* Excerpted passage:
^^^^^^^^
Vega Voice. May 2022.

VV May22

We invited top economist Cameron Bagrie to give insights into the economic outlook in the NZ financial market.

Inflation in NZ

Headline inflation might have risen 1.8% in the March quarter to be up 6.9% in a year, but here are some examples to make it hit home. Spouting/guttering up 8.3% in the March quarter. Concrete blocks 6.2% in the quarter.  Dishwashing detergent 6.3% in the quarter. Diesel 16.4%. Pet food 6.4%. Men's socks 3.1%. Builders are reporting continued notifications of price rises. For example, Nelson Pine LVL products (used as structural timber) are up 12.5-15% from July 1st.

Credibility and showing your inflation-fighting credentials remain the game's name for central banks facing the most substantial inflation pressures we have seen for 30 years. The talk is tough. The RBNZ and Bank of Canada have hiked 50 basis points, and the US Fed is set to do the same.

D grade. Two-year ahead inflation expectations in NZ sit at 3.3%. That is a FAIL for the Reserve Bank, which have a 1-3% policy band target range. Having inflation outside the bank in the odd year is ok, but not the current year and expectations of another two! Hence, the harsh inflation-fighting language and expectations of further rises in the OCR.
^^^^^^^^
* Entries shown:
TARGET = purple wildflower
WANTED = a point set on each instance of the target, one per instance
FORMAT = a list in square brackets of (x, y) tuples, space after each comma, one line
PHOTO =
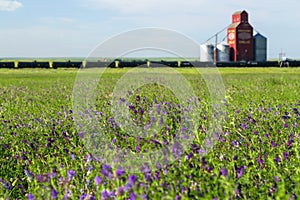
[(83, 196), (120, 172), (92, 198), (71, 174), (54, 194), (120, 191), (224, 172), (144, 197), (105, 195), (30, 197), (239, 171), (285, 155), (178, 197), (132, 196), (106, 171), (273, 144)]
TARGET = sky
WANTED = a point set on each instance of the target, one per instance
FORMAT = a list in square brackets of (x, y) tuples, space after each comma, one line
[(73, 28)]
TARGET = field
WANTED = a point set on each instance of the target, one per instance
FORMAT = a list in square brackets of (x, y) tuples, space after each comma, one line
[(256, 156)]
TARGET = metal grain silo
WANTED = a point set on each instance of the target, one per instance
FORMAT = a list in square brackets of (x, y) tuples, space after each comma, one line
[(260, 48), (206, 52), (223, 52)]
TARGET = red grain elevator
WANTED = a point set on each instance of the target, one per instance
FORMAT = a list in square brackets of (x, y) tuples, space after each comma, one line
[(240, 37)]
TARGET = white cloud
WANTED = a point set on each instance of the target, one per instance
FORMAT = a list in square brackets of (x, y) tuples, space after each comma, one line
[(8, 5), (144, 6)]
^^^^^^^^
* Brief 1:
Reproduce the stretch of the Vega Voice inflation commentary from "Vega Voice. May" through "from July 1st.".
* Brief 2:
In the Vega Voice inflation commentary, what policy target range does the Reserve Bank have?

* Exercise answer 1:
Vega Voice. May 2022.

VV May22

We invited top economist Cameron Bagrie to give insights into the economic outlook in the NZ financial market.

Inflation in NZ

Headline inflation might have risen 1.8% in the March quarter to be up 6.9% in a year, but here are some examples to make it hit home. Spouting/guttering up 8.3% in the March quarter. Concrete blocks 6.2% in the quarter.  Dishwashing detergent 6.3% in the quarter. Diesel 16.4%. Pet food 6.4%. Men's socks 3.1%. Builders are reporting continued notifications of price rises. For example, Nelson Pine LVL products (used as structural timber) are up 12.5-15% from July 1st.

* Exercise answer 2:
A policy band of 1-3%.